(Records from a dataset)

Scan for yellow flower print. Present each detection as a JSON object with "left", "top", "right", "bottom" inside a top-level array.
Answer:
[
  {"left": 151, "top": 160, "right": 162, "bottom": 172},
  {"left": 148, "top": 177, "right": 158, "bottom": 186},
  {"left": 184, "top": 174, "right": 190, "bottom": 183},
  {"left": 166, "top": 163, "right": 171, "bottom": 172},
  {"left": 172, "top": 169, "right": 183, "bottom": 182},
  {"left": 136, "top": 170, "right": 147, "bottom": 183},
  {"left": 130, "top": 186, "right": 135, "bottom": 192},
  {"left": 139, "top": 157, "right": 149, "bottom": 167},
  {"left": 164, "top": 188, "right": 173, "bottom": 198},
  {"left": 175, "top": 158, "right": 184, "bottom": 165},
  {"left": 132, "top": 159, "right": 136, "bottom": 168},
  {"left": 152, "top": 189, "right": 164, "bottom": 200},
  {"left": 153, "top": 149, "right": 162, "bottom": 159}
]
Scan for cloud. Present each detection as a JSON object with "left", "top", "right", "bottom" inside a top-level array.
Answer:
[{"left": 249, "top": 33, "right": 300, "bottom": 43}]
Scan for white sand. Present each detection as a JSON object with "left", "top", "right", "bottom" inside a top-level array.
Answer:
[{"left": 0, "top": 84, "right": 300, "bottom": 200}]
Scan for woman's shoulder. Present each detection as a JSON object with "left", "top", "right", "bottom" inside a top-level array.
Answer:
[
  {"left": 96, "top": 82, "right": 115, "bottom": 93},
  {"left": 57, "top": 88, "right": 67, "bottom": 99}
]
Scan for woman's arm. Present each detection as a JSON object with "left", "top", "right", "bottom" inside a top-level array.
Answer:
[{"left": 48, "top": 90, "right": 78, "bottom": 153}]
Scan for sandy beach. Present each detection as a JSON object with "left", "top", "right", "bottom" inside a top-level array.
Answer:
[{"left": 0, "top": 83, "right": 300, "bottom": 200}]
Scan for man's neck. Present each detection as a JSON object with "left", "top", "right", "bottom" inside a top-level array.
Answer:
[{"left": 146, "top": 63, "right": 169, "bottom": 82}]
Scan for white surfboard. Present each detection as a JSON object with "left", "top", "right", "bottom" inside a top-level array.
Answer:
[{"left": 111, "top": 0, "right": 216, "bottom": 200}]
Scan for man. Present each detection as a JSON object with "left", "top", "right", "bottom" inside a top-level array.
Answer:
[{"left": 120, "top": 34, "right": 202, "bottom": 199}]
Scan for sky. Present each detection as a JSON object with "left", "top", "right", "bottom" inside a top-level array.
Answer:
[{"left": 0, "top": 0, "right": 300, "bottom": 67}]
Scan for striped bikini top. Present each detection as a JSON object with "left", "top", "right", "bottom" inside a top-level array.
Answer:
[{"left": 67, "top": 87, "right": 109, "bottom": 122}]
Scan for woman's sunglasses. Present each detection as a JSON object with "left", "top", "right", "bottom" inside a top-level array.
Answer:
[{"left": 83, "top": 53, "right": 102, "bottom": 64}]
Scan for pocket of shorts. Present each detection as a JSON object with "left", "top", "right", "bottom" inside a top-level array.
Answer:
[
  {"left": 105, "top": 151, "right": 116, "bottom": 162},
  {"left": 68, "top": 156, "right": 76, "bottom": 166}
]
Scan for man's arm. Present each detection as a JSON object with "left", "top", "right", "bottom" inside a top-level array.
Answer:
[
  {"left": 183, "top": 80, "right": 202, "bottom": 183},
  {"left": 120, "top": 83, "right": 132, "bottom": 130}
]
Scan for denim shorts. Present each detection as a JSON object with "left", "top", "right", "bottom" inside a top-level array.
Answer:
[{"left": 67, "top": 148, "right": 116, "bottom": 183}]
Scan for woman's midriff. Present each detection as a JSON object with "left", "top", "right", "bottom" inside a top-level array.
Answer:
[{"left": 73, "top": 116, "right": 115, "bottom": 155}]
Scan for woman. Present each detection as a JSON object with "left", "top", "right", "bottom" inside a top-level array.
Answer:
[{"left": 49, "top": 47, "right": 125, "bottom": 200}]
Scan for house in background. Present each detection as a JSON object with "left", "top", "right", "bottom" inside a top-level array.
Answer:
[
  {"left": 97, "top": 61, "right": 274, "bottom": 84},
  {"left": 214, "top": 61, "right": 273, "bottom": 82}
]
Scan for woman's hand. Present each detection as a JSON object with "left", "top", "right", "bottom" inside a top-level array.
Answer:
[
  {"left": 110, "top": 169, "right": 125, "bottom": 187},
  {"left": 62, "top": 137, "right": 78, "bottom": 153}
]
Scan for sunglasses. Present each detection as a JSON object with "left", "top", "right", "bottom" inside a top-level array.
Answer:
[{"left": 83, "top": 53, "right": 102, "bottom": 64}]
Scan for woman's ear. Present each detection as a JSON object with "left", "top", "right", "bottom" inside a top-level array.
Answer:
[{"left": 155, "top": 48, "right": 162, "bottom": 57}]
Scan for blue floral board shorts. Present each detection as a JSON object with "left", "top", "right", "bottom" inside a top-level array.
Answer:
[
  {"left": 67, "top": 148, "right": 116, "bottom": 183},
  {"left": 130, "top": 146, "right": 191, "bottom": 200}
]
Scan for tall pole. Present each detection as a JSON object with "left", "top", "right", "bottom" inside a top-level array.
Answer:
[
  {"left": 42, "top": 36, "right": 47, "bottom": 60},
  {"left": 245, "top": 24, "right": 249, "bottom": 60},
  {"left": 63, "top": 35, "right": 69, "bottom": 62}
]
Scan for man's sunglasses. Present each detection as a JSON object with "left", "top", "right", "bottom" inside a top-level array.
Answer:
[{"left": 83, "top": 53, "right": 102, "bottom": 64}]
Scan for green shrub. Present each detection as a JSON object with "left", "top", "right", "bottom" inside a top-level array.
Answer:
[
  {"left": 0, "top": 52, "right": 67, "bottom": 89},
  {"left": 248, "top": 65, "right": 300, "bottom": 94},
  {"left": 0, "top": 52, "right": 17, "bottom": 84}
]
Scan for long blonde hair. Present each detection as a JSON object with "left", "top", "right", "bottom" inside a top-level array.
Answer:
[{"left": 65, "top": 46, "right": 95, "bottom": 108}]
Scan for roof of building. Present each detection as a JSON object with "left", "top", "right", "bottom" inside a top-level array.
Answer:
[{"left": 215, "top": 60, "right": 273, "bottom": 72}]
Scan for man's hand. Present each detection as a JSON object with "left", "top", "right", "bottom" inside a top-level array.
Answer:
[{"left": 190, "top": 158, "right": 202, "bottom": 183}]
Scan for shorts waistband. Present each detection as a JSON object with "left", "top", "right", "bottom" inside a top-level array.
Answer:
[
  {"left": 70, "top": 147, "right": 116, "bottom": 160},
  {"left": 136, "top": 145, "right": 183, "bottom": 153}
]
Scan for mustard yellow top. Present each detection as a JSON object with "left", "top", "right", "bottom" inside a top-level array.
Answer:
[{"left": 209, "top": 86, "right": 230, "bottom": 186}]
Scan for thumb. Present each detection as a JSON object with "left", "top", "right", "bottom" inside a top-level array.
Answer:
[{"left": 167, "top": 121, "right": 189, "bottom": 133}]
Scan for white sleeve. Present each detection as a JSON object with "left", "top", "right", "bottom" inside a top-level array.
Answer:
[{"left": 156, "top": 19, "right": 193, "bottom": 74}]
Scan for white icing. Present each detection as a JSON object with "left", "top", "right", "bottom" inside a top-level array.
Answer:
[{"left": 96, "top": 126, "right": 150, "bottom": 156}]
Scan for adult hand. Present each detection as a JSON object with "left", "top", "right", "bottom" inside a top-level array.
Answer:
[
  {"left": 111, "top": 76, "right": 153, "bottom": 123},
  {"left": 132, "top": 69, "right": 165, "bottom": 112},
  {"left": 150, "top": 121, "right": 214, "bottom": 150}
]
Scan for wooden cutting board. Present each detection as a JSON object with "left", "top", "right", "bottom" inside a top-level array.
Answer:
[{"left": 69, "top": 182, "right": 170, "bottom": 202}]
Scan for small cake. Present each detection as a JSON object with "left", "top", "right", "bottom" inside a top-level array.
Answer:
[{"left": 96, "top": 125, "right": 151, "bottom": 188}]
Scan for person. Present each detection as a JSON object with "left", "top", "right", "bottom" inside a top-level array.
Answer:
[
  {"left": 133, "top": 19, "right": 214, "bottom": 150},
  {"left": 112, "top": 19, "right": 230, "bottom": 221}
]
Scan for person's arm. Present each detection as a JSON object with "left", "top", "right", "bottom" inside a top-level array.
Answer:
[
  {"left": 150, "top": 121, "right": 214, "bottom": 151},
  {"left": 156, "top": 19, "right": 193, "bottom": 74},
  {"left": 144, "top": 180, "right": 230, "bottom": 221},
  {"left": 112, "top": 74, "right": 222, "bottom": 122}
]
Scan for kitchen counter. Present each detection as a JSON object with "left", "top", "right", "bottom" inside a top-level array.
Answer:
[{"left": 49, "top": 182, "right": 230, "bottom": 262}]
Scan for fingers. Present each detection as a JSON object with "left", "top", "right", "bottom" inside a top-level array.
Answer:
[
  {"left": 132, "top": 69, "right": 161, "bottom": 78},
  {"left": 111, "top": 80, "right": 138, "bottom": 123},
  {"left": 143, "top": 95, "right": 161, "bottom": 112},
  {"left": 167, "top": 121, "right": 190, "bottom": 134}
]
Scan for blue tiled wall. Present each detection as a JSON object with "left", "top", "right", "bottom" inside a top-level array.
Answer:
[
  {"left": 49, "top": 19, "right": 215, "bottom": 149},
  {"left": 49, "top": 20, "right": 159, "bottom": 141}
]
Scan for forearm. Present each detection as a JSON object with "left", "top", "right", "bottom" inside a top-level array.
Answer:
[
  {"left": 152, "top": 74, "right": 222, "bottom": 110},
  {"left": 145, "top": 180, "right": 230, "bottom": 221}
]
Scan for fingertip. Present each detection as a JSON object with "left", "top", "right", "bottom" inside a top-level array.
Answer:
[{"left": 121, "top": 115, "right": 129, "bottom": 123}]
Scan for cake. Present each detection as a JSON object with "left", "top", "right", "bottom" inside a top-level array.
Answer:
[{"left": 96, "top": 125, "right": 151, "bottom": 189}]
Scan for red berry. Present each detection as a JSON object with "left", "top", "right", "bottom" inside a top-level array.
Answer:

§ Description of the task: Format the lines of the data above as a JSON list of strings, one string per line, starting at the line containing "Scan for blue tiled" and running through the end of the data, with both ends included. Leave out any blank lines.

§ Reply:
[
  "Scan for blue tiled wall. Present each detection as a JSON object with \"left\", \"top\", \"right\", \"bottom\" inside a top-level array.",
  "Answer:",
  "[",
  "  {\"left\": 49, \"top\": 19, \"right\": 215, \"bottom\": 149},",
  "  {\"left\": 49, \"top\": 20, \"right\": 159, \"bottom\": 141}",
  "]",
  "Scan for forearm. Present each detection as a JSON object with \"left\", \"top\", \"right\", \"bottom\" inside a top-level array.",
  "Answer:",
  "[",
  "  {\"left\": 152, \"top\": 74, \"right\": 222, \"bottom\": 110},",
  "  {\"left\": 145, \"top\": 180, \"right\": 230, \"bottom\": 221}",
  "]",
  "Scan for fingertip. Present each detection as a JSON object with \"left\", \"top\", \"right\", \"bottom\" inside a top-level array.",
  "Answer:",
  "[{\"left\": 121, \"top\": 115, \"right\": 129, \"bottom\": 123}]",
  "Scan for cake. Present each detection as a JSON object with \"left\", \"top\", \"right\", \"bottom\" inside a top-level array.",
  "Answer:",
  "[{\"left\": 96, \"top\": 125, \"right\": 151, \"bottom\": 189}]",
  "Scan for red berry. Present each detection as a JSON object with \"left\", \"top\", \"right\", \"bottom\" inside a top-level array.",
  "Answer:"
]